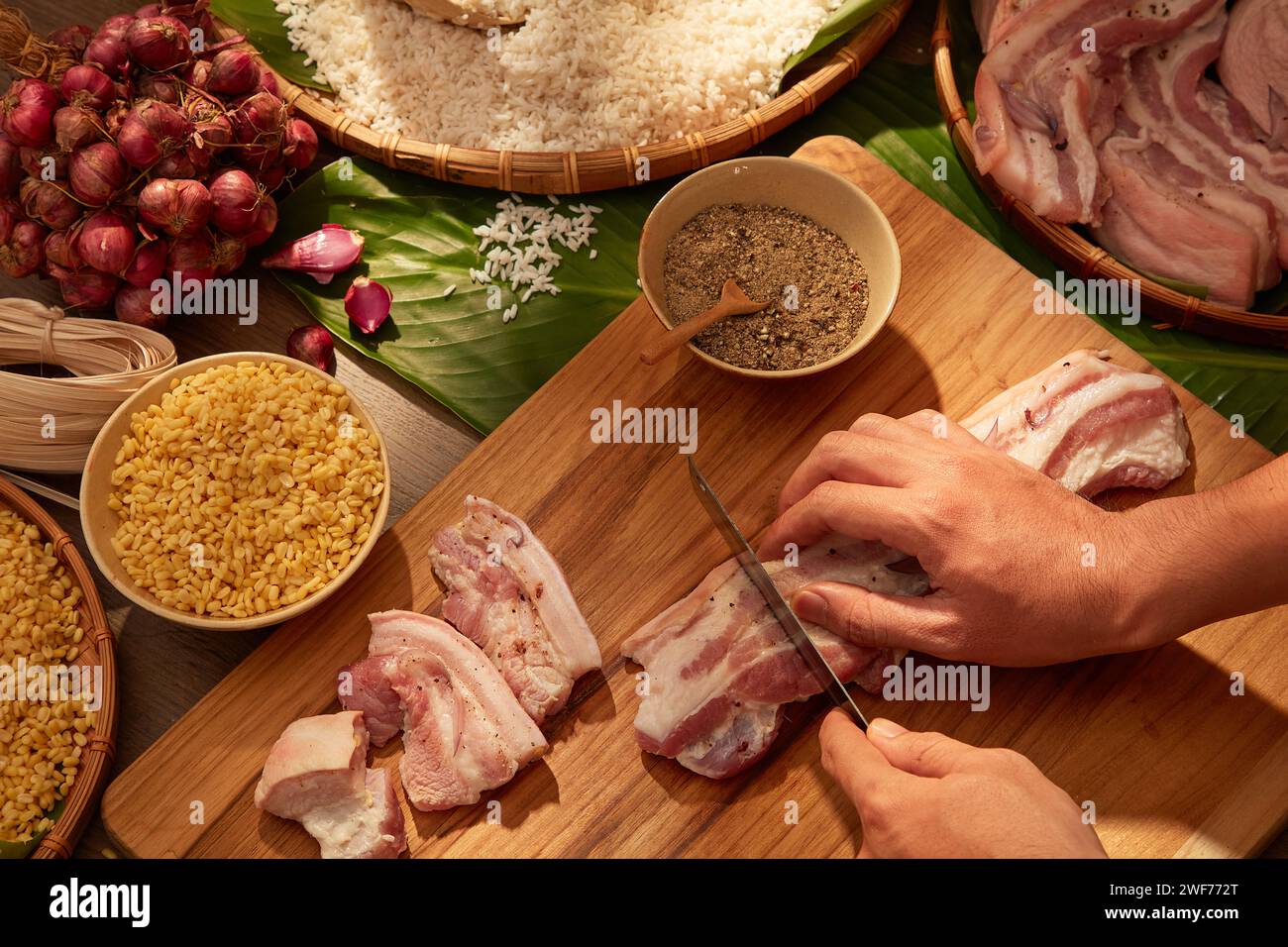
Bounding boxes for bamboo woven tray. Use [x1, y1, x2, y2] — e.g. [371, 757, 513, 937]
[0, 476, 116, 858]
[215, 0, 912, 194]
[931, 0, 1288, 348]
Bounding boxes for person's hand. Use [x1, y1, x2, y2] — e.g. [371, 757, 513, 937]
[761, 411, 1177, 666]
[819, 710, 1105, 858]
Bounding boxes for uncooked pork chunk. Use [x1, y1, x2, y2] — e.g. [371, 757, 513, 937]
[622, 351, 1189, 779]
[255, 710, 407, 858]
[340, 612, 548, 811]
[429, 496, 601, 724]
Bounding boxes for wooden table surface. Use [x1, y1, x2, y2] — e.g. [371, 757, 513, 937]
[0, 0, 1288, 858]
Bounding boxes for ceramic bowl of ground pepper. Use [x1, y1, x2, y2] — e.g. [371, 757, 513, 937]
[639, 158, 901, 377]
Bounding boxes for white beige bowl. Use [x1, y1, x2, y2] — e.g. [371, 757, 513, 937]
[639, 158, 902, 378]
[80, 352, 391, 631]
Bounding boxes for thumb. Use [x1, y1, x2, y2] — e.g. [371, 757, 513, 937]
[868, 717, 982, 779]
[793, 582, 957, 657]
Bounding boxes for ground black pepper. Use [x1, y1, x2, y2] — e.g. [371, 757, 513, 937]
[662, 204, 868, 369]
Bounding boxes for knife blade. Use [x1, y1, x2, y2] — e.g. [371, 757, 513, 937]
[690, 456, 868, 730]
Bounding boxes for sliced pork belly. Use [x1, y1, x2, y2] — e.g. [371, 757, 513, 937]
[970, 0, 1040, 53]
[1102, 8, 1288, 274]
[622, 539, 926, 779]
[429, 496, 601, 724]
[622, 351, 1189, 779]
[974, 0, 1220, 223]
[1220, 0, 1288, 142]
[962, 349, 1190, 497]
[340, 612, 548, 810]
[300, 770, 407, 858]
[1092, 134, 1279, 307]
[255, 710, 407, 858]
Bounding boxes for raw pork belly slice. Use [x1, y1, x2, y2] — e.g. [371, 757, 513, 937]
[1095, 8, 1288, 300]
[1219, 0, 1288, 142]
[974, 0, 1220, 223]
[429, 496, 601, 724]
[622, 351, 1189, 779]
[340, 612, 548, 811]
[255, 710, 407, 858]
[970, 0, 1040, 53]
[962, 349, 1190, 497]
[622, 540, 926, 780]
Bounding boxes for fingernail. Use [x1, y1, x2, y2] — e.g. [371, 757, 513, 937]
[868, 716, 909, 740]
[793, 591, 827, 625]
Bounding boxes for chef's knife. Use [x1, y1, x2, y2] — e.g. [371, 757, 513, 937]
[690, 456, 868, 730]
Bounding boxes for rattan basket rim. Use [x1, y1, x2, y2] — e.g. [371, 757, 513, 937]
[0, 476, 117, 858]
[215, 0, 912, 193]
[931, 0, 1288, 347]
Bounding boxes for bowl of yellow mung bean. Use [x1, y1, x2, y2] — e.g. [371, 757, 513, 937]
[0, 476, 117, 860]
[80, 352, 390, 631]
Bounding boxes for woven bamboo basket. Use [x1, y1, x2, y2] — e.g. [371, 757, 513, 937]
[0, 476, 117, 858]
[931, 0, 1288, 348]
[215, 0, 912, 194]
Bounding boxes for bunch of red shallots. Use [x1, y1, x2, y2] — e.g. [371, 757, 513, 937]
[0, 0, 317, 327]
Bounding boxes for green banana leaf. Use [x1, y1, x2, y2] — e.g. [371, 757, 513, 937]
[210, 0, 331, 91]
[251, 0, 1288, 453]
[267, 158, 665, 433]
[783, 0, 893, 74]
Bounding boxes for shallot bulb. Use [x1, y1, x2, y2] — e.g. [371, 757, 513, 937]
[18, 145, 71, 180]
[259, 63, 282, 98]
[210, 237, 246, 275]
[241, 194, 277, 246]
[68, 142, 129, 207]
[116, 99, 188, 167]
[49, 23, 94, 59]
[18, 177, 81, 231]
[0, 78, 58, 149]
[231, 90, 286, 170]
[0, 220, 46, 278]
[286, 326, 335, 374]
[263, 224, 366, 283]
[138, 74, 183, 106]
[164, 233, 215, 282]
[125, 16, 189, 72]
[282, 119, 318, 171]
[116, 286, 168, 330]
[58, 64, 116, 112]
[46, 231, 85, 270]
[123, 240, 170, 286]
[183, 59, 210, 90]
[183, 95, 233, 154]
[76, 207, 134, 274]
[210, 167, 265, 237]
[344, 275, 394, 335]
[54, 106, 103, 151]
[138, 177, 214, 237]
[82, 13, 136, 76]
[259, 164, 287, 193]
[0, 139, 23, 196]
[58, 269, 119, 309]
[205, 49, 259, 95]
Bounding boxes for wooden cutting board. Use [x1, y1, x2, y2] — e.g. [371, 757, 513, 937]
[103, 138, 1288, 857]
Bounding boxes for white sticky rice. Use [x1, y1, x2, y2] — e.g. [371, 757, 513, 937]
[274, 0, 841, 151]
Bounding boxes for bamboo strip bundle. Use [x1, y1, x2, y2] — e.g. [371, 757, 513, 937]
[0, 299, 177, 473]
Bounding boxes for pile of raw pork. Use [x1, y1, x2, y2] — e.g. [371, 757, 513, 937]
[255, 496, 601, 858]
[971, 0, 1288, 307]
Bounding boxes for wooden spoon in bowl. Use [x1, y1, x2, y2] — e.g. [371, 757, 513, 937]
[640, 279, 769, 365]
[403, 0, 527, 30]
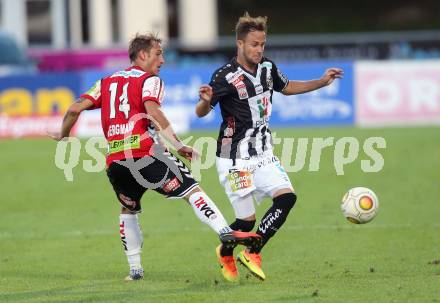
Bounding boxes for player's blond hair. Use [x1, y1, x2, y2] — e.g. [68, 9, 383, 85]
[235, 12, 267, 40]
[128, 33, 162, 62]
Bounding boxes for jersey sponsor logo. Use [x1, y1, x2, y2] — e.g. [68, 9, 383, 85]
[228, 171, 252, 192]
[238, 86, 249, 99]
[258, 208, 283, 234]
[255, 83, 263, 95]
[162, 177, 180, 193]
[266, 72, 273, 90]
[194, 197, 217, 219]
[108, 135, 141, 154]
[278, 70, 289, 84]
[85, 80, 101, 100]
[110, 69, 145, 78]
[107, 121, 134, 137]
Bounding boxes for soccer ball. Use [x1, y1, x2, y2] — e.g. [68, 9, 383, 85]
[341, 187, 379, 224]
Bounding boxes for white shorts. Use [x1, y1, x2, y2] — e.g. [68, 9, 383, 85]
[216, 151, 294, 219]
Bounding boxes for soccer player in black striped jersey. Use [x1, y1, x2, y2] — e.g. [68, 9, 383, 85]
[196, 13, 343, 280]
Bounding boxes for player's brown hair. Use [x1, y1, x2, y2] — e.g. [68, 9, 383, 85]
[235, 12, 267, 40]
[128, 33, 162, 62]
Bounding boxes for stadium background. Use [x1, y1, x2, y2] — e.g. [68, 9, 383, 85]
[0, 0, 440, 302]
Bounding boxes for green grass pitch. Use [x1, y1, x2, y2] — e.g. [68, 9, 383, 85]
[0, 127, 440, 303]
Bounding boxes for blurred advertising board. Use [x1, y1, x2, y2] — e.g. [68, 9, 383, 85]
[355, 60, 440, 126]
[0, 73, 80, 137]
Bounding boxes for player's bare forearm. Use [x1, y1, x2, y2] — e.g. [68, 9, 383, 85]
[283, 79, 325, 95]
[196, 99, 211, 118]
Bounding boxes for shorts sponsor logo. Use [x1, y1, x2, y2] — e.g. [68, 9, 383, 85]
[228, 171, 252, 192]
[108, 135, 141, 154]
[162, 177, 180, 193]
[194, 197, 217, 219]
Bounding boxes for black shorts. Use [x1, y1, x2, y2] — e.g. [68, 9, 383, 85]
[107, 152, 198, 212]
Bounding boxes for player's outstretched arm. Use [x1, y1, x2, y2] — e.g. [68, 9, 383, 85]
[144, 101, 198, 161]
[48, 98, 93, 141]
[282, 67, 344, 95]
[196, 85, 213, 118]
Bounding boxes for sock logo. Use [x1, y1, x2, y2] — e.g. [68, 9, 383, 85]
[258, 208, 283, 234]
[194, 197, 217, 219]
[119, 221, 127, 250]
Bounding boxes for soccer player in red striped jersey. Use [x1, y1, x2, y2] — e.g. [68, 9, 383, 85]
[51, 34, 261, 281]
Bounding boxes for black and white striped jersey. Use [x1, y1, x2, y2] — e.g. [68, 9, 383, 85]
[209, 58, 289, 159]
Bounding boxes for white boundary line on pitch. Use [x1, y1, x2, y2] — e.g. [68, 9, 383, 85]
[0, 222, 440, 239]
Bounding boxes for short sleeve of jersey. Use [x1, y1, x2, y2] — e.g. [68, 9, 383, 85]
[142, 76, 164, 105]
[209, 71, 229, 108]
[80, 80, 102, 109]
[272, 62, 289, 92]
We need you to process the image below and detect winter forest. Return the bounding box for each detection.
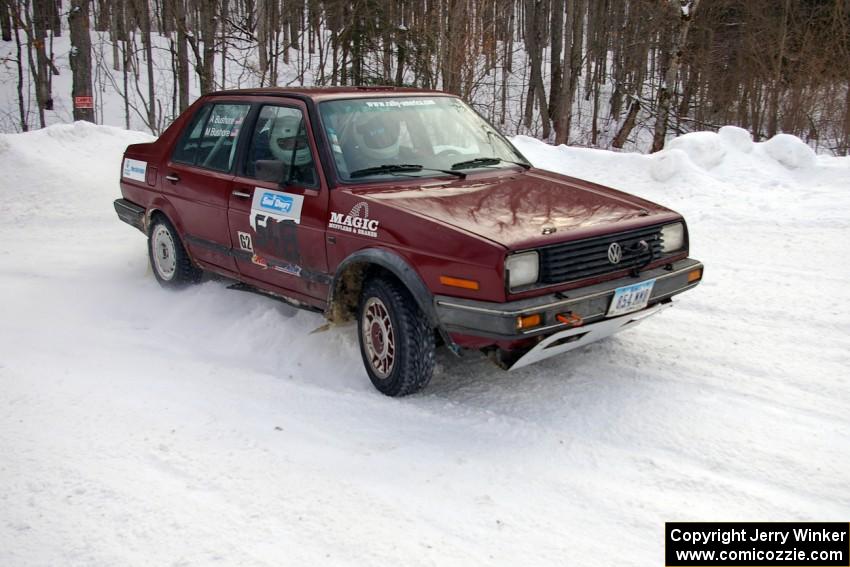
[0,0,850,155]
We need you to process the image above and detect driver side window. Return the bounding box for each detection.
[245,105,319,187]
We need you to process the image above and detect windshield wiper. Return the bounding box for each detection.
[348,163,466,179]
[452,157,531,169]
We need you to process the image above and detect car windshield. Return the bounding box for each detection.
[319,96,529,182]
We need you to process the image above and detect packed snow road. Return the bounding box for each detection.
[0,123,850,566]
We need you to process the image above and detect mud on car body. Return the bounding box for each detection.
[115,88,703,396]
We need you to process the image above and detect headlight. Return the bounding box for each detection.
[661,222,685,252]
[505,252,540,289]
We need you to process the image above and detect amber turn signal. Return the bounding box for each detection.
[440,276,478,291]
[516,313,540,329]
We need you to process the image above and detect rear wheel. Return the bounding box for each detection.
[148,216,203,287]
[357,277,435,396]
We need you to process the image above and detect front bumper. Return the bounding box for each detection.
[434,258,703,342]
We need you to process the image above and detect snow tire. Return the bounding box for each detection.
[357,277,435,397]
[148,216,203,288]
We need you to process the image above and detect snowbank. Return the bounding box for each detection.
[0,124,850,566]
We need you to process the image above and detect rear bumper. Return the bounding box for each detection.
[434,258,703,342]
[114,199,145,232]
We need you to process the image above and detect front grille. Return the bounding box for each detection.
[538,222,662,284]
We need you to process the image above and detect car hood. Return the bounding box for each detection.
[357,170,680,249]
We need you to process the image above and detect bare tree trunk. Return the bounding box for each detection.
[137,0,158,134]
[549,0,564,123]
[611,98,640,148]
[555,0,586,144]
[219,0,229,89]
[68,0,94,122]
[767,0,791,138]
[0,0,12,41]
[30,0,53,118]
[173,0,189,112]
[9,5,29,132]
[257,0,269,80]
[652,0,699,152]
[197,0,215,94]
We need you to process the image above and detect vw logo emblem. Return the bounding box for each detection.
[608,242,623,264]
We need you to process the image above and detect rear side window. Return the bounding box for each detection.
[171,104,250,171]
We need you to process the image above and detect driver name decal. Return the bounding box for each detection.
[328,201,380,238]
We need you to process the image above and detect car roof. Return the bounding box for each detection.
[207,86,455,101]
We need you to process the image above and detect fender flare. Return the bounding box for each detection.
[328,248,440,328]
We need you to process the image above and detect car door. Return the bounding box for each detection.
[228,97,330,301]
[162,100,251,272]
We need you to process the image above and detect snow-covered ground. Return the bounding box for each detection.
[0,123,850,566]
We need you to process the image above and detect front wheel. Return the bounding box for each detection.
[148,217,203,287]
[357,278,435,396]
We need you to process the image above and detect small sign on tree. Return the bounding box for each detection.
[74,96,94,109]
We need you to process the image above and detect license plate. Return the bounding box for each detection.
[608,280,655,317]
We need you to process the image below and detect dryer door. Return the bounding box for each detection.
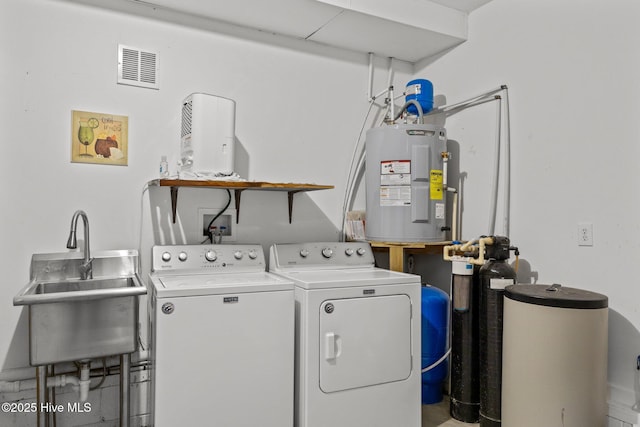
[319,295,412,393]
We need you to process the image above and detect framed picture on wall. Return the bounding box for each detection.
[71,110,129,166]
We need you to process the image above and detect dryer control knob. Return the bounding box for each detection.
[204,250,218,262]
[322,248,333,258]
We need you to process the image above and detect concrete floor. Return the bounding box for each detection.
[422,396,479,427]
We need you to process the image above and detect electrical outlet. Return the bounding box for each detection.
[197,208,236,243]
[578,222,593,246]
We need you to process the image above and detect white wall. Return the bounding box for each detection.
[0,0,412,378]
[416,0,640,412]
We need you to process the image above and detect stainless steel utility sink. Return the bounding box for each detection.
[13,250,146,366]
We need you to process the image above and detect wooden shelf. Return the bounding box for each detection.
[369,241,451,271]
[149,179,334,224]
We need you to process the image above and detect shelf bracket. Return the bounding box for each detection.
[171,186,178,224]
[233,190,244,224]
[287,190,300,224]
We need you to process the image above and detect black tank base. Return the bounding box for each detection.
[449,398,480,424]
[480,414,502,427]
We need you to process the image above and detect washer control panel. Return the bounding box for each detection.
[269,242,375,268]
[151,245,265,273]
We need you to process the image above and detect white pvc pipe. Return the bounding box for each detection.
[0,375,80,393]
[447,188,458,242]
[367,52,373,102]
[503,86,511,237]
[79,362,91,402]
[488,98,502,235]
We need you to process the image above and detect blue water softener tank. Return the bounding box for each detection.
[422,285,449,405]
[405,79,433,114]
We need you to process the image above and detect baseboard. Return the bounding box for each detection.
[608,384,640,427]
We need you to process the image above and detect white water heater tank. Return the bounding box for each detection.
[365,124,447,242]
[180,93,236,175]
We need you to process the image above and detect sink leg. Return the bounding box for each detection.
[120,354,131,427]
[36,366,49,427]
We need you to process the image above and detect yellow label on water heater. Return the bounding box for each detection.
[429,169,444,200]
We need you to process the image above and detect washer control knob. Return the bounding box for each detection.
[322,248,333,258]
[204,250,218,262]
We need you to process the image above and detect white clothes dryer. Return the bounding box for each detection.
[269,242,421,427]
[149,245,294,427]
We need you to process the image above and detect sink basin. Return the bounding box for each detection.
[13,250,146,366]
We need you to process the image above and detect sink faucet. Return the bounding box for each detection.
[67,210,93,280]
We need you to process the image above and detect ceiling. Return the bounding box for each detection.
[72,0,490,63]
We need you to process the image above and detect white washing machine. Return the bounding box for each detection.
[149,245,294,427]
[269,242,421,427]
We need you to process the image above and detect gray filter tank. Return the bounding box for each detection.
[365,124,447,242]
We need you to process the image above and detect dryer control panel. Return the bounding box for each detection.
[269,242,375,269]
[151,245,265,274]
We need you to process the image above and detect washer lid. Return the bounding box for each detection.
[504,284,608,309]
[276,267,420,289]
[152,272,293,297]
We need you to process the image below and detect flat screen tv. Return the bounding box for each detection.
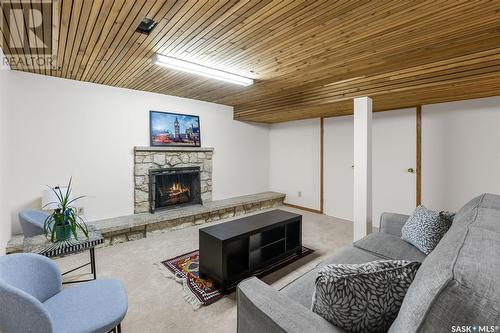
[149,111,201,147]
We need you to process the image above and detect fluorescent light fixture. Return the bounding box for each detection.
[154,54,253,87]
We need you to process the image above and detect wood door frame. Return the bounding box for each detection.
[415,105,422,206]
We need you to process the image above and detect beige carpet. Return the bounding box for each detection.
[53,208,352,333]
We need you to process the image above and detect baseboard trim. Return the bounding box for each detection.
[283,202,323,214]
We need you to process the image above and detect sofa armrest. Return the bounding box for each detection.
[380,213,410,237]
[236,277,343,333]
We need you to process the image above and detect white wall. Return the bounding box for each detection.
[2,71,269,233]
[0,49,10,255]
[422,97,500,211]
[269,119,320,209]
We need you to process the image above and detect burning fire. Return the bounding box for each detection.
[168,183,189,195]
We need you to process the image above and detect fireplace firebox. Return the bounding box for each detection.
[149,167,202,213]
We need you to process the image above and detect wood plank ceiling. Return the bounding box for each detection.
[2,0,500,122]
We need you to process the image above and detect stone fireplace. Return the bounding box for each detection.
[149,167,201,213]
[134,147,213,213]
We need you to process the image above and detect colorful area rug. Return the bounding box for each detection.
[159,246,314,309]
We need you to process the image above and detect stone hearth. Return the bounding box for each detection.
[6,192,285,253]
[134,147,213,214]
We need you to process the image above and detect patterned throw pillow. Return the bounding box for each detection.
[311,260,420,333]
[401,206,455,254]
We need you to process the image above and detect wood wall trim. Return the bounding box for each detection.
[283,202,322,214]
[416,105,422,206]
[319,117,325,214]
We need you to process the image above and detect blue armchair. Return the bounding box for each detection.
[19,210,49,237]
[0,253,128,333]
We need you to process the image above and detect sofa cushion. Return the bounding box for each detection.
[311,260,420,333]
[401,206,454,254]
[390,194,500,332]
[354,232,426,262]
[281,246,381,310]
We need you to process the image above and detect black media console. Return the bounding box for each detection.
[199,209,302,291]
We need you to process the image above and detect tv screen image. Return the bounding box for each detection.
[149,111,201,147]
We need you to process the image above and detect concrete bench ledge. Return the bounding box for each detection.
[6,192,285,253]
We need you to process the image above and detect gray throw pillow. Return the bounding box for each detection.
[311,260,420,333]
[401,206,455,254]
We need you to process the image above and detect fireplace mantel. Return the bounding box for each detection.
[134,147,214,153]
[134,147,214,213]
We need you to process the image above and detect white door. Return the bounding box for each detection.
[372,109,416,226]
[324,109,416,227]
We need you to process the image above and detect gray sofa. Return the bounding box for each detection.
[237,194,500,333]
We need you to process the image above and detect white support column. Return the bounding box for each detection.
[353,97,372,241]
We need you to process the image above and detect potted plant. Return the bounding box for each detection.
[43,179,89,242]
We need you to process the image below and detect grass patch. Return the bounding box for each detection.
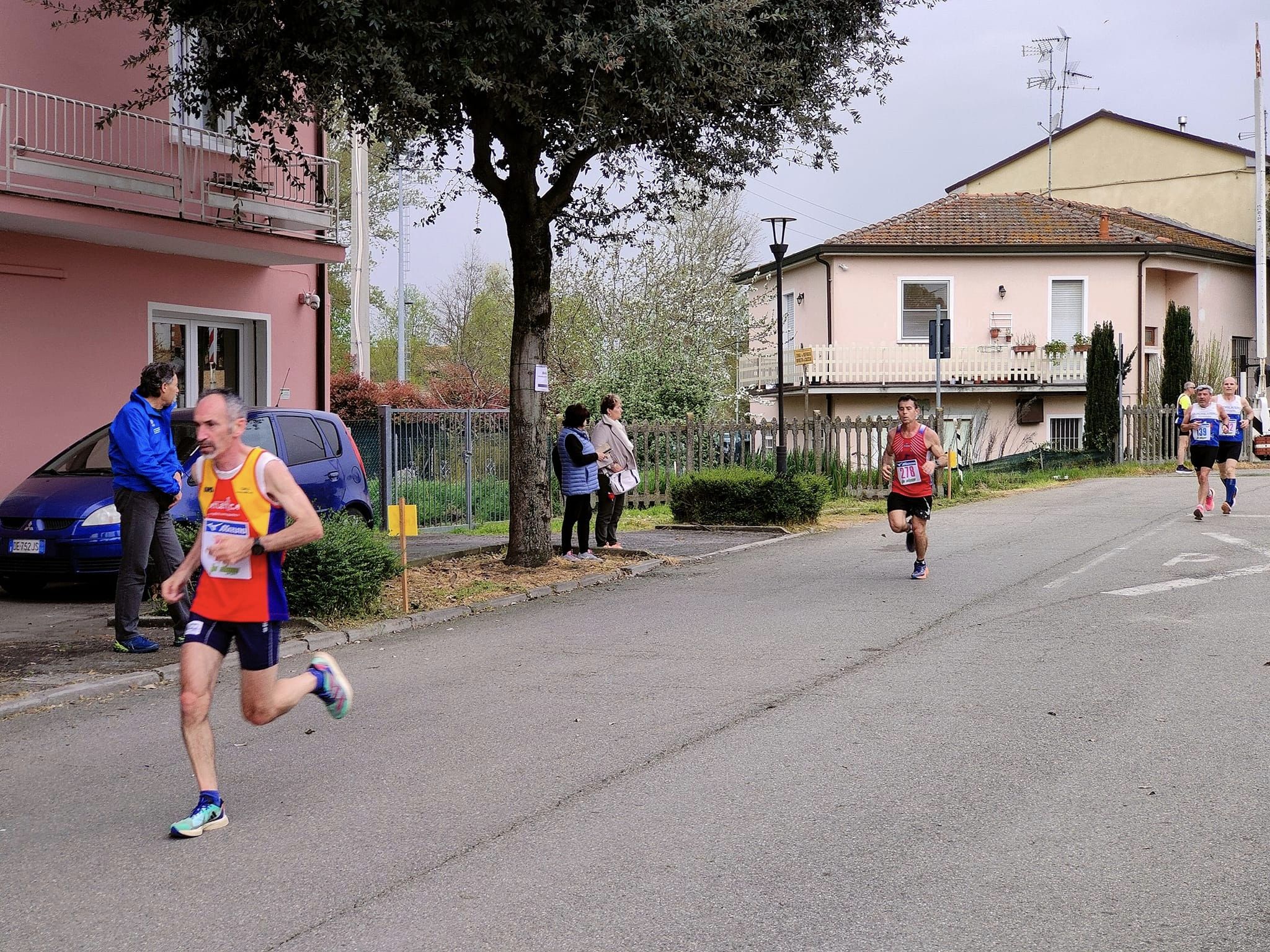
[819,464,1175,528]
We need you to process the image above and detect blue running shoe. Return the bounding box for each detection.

┄┄┄┄┄┄

WRITTEN REQUEST:
Revise the part of the records that runs from the start through the line containing "[819, 710, 1105, 858]" by swapping "person's hand" for "human hand", with nothing else altered. Omit the pictures from your answer.

SOLUTION:
Bounding boxes for bamboo woven tray. Use [x1, y1, x2, y2] — e.g. [371, 757, 513, 937]
[0, 476, 116, 858]
[215, 0, 912, 194]
[931, 0, 1288, 348]
Bounding boxes for human hand. Use [x1, y1, x2, y2] — e.g. [371, 757, 513, 937]
[761, 411, 1177, 666]
[819, 710, 1105, 858]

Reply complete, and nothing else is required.